• Exercise description: Render every line of the listing below as a numbered list, leaving out blank lines.

·····

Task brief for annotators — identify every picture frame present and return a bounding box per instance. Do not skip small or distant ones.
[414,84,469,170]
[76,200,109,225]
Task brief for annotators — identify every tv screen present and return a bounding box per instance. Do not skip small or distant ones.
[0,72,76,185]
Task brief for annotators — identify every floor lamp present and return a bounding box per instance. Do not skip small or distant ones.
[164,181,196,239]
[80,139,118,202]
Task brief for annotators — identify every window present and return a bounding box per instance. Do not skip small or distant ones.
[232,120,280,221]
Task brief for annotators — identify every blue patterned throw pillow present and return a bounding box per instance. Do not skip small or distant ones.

·····

• Exercise response:
1. Task brief for annotators — identify every picture frame present and return a bounding box per instance. Do not skip small or distant ones.
2. [414,84,469,170]
3. [76,200,109,225]
4. Task brief for annotators — identify every tv screen present and return a bounding box per instance. Do not skip small or distant ones.
5. [0,72,76,185]
6. Task brief for annotators — identify every floor lamp present and return a bounding box per instance. Do not skip small or distant ones.
7. [164,181,196,239]
8. [80,139,118,202]
9. Task brief for annotators — identify every window present and return a bounding box per instance. Do not skip small or distant ones.
10. [232,120,280,221]
11. Task brief for annotators — identify every blue patterned throw pillow present and return a bounding box per instance. Do not skip small or distant ones.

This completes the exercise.